> Instructions for the task
The lines below are to be quoted exactly, from the first through the one that contains "Query: landing gear tire".

> Exercise data
►
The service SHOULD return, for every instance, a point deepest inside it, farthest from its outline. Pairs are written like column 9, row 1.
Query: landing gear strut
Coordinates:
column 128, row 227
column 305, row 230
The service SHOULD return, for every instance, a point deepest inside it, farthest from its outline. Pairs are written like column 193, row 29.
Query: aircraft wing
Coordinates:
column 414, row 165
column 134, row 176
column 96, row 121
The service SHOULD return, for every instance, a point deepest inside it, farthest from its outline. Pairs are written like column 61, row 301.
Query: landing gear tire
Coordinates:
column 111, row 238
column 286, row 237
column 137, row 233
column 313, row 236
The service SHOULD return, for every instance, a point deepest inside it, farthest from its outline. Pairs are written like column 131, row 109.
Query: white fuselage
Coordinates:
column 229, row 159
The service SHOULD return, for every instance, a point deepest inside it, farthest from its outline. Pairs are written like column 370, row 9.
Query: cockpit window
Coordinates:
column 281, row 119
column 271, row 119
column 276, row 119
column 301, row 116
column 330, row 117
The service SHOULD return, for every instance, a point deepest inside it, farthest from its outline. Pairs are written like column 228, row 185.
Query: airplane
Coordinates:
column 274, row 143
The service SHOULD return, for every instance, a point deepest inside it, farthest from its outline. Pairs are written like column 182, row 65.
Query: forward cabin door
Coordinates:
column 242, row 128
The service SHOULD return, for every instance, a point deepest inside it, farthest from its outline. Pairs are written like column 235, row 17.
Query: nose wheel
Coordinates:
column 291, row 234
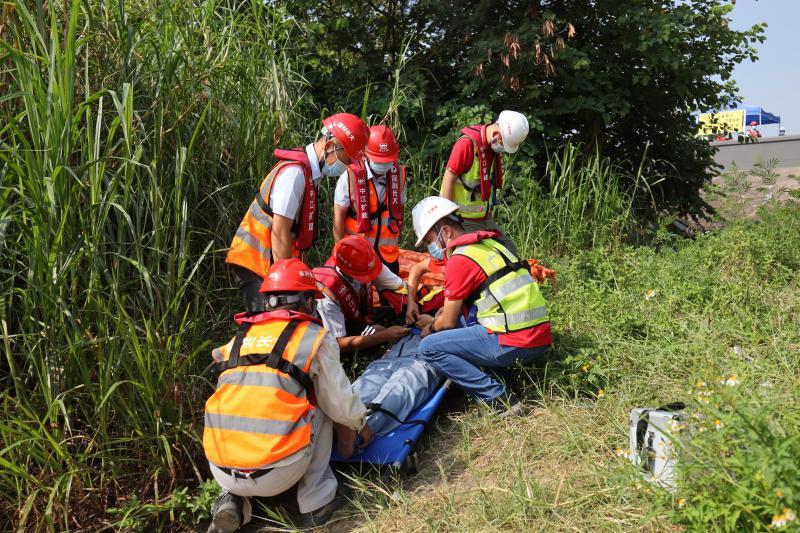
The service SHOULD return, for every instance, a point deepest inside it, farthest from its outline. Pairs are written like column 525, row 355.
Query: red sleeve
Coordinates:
column 461, row 156
column 435, row 265
column 461, row 277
◄
> Answer for this exercise
The service SHOULD return, for every instance, a point deepest inside it, farthest from its outline. Pairs are written like column 9, row 1.
Query: landing gear strut
Coordinates:
column 128, row 227
column 305, row 230
The service SHOULD return, for every instance, a point deepest inside it, farthest from its outline. Pairs are written like column 193, row 29.
Query: aircraft wing
Coordinates:
column 414, row 165
column 134, row 176
column 96, row 121
The service SHOULD return, for every instance, a point deepest inside it, farthest from its outline. Pairs are written like column 61, row 301.
Query: landing gear tire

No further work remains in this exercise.